> _Task input_
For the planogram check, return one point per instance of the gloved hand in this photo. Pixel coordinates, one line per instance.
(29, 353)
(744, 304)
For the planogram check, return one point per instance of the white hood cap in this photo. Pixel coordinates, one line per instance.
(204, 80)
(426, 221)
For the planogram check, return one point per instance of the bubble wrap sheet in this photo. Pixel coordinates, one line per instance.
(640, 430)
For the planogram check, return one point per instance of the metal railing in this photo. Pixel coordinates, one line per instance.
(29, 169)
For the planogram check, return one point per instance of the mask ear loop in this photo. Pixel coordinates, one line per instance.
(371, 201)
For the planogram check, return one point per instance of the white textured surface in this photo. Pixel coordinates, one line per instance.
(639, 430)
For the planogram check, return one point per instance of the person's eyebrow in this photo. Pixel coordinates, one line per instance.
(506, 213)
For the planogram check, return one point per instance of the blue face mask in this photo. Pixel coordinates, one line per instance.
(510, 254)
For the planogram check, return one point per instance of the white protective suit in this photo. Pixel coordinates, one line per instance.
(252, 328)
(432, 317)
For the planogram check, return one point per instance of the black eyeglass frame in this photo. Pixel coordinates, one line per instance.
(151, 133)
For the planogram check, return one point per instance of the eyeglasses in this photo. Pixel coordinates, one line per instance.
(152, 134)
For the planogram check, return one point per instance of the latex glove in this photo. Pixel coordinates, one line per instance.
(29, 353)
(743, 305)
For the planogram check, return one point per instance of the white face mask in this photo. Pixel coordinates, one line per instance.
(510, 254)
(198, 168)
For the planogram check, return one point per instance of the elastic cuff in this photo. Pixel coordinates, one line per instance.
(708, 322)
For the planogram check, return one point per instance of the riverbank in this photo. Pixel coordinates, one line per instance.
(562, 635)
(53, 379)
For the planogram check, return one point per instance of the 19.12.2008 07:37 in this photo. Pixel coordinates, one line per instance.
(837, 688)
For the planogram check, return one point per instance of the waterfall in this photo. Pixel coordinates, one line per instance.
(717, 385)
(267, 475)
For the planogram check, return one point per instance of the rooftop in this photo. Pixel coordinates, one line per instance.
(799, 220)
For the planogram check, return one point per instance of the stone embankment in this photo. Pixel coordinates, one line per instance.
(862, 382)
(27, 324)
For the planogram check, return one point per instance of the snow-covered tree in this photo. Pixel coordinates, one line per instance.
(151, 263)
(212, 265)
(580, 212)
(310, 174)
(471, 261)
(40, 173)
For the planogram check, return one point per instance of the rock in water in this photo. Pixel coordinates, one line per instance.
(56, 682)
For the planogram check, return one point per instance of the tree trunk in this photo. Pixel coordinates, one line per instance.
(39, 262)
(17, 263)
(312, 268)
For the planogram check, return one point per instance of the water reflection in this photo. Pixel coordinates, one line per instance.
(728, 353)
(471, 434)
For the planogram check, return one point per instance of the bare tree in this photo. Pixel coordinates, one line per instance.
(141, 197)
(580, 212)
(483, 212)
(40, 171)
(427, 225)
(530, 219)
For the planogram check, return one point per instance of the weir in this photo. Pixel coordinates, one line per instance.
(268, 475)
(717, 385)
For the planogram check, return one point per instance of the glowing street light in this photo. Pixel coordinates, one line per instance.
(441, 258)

> _Activity_
Retype all of the lines shown above, keeping each one exact.

> _Task answer_
For the planogram check, return one point per instance of the gloved hand in this photo. Pixel coordinates, one line per instance.
(29, 353)
(744, 304)
For the planogram check, return one point per instance of the white hood cap in this photo. Pixel coordinates, one line per instance.
(204, 80)
(426, 221)
For the planogram check, return one point per instance of the bubble wrap sheet in this photo. Pixel coordinates, one line per instance.
(640, 430)
For the planogram check, return one point per instance of the metal railing in this photo. Pixel coordinates, one line per instance.
(29, 169)
For the planogram check, return one point per instance of the mask ear loop in this photo. Pixel coordinates, one line per instance.
(371, 201)
For the planogram check, return one point per instance of the white textured surface in this photo. Pixel coordinates, one line per instance.
(639, 430)
For the planogram check, return one point per instance of the person's eyebrow in this photo. Pixel coordinates, one line per instance.
(506, 213)
For the planogram check, return one point per instance of the blue face mask in this photo. Pixel coordinates, one line per instance.
(510, 254)
For the planogram check, return one point per instance of the white protective suit in this photo. Pixel coordinates, one line per instance.
(252, 328)
(432, 317)
For the planogram check, return one point per instance of the black eyeglass frame in this photo. Pixel coordinates, one line per instance.
(151, 133)
For the planogram check, return one point per instance of the eyeglasses in this photo. Pixel coordinates, one line per instance.
(152, 134)
For the planogram check, return one point per instance of the latex glove in this photo. Pixel coordinates, one line per instance.
(29, 353)
(743, 305)
For the planogram check, return one point per instance of the white face mask in this photo. Pixel coordinates, one line per instance.
(510, 254)
(198, 168)
For the planogram check, return one point per instance of the elastic cuff in this photo. Pixel coordinates, one line per instance.
(708, 322)
For the planogram check, return one point per instance of the riverbank in this photo. Pixel coordinates, one line per instance.
(562, 635)
(53, 379)
For the planogram check, return one point per instance of the 19.12.2008 07:37 in this photo. Pixel coordinates, one line per instance.
(837, 688)
For the planogram check, return one point per instance of the waterfall in this photo. Pixel coordinates, one line per instance.
(717, 385)
(267, 475)
For the planogram check, return one point per instance of the rooftop in this photo. Pixel coordinates, one line per instance.
(799, 220)
For the planogram check, return one point per instance of the stone embankment in this photo. Pixel coordinates, one line per instance.
(862, 382)
(27, 324)
For the planogram check, return one point per instance of the snow-covered tree in this photo. Pixel coordinates, one line per instance.
(151, 263)
(212, 265)
(580, 212)
(310, 174)
(471, 261)
(40, 173)
For the planogram check, return one point per instance of the rock in water in this photo. Pixel coordinates, one line per instance.
(56, 682)
For the planogram check, return one point per instance of the tree trunk in this photo. Pixel coordinates, one line per instance.
(39, 262)
(17, 263)
(312, 268)
For the planogram check, return one point per instance of the water reflection in this photo. Pixel coordinates, one line per instance.
(728, 353)
(471, 434)
For the planogram check, return one point per instance of the bare tree in this photo. Pixel coordinates, one line per instance.
(141, 197)
(580, 212)
(483, 212)
(40, 171)
(427, 225)
(530, 219)
For the planogram check, return one point per instance of the weir in this photo. Pixel coordinates, one line per instance.
(268, 475)
(717, 385)
For the planogram check, return one point per instance of the glowing street light in this photo. Pixel coordinates, one line per instance.
(441, 258)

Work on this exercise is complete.